**PROBLEM TO WORK ON**
Write out the lines of the items below as a numbered list, from the very first line through the line containing "[[155, 40], [155, 26], [152, 32], [152, 40]]", including both ends and omitting blank lines.
-----
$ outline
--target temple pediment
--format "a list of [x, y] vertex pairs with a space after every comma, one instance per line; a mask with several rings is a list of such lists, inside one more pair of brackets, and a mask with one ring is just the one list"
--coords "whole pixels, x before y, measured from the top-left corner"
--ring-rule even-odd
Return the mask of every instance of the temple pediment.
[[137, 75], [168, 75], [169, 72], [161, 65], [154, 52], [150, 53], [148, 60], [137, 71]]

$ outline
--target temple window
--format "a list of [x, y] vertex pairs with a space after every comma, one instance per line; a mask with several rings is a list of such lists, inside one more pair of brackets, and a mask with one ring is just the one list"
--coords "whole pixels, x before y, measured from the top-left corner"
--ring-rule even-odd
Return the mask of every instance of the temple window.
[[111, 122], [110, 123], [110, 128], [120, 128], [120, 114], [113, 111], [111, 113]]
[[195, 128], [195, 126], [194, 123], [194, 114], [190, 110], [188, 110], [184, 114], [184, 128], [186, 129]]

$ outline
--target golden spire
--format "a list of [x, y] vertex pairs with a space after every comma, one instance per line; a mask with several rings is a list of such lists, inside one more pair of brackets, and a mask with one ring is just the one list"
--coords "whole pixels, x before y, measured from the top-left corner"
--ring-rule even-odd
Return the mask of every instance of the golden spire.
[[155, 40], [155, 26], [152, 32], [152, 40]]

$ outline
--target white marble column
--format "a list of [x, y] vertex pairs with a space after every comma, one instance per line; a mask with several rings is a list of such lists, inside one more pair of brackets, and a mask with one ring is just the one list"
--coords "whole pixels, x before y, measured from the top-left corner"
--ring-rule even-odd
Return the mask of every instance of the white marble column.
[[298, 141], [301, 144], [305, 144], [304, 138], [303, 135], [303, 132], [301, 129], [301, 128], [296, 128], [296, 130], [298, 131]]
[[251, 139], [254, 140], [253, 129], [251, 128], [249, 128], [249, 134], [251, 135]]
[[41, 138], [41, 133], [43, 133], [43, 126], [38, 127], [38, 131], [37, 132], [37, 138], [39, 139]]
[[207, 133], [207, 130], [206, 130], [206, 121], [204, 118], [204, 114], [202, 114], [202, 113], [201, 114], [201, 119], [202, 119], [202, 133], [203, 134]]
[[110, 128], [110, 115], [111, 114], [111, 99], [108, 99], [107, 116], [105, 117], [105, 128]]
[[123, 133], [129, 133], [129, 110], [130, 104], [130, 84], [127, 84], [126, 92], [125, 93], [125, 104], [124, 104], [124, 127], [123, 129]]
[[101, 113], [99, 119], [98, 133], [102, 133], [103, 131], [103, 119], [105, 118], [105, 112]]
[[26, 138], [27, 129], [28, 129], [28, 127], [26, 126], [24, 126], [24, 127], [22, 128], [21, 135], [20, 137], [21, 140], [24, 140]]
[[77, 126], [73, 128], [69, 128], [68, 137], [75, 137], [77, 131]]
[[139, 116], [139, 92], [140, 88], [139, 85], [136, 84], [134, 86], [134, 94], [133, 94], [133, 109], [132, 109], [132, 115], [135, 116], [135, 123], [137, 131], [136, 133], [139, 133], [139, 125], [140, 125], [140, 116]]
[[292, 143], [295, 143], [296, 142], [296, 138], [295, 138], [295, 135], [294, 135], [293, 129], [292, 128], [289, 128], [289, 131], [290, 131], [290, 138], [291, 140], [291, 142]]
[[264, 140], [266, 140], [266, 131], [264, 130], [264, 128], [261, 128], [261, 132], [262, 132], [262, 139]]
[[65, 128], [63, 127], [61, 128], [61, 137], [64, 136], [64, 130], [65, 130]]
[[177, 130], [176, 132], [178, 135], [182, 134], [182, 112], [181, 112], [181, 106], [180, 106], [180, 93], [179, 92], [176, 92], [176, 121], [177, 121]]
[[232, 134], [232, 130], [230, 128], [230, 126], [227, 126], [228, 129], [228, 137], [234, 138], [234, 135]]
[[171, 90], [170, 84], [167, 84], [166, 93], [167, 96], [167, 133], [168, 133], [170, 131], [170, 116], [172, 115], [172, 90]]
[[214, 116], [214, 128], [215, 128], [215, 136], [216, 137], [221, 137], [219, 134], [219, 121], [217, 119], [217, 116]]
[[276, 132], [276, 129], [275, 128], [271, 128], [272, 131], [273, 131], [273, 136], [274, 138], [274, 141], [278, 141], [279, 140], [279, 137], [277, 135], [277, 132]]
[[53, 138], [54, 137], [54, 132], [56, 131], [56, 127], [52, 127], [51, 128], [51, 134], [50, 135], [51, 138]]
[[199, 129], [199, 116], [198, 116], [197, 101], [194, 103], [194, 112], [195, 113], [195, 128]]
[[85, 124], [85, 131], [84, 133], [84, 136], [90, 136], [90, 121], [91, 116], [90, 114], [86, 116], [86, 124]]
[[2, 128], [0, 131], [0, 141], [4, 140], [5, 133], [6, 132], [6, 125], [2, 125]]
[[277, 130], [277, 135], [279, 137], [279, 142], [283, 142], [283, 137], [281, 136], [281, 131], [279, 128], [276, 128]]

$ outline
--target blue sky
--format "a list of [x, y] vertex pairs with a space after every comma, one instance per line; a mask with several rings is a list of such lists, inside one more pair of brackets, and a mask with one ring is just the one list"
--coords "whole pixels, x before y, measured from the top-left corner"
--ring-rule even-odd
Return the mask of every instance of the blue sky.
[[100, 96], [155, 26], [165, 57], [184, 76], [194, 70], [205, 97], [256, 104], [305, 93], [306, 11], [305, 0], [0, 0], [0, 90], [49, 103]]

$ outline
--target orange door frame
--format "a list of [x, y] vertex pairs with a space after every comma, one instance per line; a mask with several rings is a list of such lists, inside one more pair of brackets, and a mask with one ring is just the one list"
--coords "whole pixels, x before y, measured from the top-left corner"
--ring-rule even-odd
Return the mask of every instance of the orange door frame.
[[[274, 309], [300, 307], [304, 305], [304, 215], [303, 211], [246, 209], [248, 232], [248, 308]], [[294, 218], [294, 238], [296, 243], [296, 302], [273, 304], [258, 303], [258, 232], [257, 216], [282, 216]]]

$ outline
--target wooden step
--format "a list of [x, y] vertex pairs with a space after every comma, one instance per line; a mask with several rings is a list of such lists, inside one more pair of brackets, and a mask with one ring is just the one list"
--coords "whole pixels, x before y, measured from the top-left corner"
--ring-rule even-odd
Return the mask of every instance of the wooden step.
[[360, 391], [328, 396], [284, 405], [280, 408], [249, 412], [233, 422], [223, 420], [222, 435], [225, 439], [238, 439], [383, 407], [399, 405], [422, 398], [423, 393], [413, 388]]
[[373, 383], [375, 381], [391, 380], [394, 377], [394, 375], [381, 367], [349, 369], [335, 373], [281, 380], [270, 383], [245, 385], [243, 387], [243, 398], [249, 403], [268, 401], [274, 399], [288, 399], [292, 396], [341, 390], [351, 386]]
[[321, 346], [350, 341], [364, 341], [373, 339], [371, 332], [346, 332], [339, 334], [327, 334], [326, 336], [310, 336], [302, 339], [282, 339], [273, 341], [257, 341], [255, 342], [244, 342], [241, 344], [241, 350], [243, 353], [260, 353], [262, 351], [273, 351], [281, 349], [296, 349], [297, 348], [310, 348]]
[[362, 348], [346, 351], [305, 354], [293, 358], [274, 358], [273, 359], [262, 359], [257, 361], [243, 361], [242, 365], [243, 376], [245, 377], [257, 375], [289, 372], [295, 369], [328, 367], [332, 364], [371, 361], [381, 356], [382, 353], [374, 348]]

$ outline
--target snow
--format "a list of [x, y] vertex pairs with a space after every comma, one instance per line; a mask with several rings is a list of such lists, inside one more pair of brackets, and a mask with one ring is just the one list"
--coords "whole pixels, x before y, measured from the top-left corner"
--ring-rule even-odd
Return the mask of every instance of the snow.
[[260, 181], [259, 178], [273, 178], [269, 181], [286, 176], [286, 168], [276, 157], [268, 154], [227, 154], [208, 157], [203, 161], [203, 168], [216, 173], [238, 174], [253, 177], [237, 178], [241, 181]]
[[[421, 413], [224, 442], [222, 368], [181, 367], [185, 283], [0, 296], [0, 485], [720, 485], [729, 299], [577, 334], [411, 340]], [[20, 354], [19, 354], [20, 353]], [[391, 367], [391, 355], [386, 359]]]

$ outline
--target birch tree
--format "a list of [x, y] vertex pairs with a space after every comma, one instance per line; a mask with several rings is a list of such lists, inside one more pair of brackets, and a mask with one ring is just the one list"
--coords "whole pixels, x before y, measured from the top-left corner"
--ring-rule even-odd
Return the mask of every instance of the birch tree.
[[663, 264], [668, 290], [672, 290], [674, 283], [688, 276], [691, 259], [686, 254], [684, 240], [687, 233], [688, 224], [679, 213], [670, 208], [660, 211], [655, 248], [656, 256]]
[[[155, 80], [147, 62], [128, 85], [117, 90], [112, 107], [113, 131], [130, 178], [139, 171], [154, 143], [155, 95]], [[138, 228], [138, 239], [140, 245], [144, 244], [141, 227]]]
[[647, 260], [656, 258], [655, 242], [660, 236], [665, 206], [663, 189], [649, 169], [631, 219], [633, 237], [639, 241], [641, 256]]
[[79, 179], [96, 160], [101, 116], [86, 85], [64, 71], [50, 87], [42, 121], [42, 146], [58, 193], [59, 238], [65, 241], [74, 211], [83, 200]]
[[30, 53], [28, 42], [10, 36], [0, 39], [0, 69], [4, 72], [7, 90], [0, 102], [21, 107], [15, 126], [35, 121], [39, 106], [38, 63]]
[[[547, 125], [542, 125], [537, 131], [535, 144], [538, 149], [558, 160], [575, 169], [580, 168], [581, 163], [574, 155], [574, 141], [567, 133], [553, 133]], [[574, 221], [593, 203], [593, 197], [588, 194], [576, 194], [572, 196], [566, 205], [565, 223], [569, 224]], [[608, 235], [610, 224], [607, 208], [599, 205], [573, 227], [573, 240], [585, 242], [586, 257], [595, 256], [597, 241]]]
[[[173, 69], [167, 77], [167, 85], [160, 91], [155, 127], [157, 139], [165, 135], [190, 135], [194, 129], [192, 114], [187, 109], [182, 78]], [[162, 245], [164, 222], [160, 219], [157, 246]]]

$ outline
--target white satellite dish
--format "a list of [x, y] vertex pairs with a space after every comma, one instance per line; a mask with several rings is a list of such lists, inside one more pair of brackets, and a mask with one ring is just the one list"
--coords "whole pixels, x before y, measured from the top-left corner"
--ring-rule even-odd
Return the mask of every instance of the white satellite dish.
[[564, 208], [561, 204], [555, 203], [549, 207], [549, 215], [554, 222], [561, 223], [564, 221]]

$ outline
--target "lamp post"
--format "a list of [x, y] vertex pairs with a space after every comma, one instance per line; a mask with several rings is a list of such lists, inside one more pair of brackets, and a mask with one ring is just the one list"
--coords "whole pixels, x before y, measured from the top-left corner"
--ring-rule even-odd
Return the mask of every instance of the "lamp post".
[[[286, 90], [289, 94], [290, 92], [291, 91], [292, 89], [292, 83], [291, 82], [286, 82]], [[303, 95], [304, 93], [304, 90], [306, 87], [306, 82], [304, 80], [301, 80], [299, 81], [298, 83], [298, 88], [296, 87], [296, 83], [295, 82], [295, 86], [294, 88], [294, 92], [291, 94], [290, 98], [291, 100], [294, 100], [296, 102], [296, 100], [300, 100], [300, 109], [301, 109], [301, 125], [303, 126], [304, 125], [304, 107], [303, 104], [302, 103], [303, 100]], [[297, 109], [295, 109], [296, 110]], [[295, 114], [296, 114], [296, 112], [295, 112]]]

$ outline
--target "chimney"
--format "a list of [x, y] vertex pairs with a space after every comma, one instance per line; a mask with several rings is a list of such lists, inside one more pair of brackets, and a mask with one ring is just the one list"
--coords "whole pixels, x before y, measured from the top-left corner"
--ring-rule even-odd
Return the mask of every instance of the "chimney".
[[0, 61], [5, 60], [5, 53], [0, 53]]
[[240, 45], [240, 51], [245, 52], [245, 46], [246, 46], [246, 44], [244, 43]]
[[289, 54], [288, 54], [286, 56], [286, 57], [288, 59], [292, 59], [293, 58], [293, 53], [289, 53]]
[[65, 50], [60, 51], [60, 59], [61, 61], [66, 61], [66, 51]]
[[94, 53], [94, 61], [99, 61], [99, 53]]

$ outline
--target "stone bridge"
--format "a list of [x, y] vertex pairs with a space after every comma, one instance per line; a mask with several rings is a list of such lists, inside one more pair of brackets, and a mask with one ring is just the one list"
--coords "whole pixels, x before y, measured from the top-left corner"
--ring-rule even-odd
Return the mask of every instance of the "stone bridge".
-----
**TASK RESPONSE**
1. $ outline
2. --target temple pediment
3. --format "a list of [x, y] vertex pairs with a space after every comma, one instance per line; a mask with several rings is a list of such lists, inside one more pair of brackets, and a mask with one ring is just the one list"
4. --coords "whole pixels, x before y, measured from the top-left corner"
5. --ring-rule even-odd
6. Return the mask of every instance of the temple pediment.
7. [[137, 75], [168, 75], [169, 72], [161, 65], [154, 52], [150, 53], [148, 60], [137, 71]]
8. $ outline
9. --target temple window
10. --format "a list of [x, y] vertex pairs with a space after every comma, one instance per line; a mask with several rings is a list of such lists, inside one more pair of brackets, and a mask with one ring is just the one list"
11. --coords "whole pixels, x before y, measured from the top-left corner"
12. --ring-rule even-odd
13. Return the mask of every instance of the temple window.
14. [[111, 122], [110, 123], [110, 128], [120, 128], [120, 114], [113, 111], [111, 113]]
15. [[195, 128], [195, 126], [194, 123], [194, 114], [190, 110], [188, 110], [184, 114], [184, 128], [186, 129]]
16. $ outline
17. --target golden spire
18. --format "a list of [x, y] vertex pairs with a space after every comma, one instance per line; a mask with several rings is a list of such lists, inside one more pair of brackets, and a mask with one ring is just the one list"
19. --coords "whole pixels, x before y, measured from the top-left corner"
20. --ring-rule even-odd
21. Return the mask of every instance of the golden spire.
22. [[155, 40], [155, 26], [152, 32], [152, 40]]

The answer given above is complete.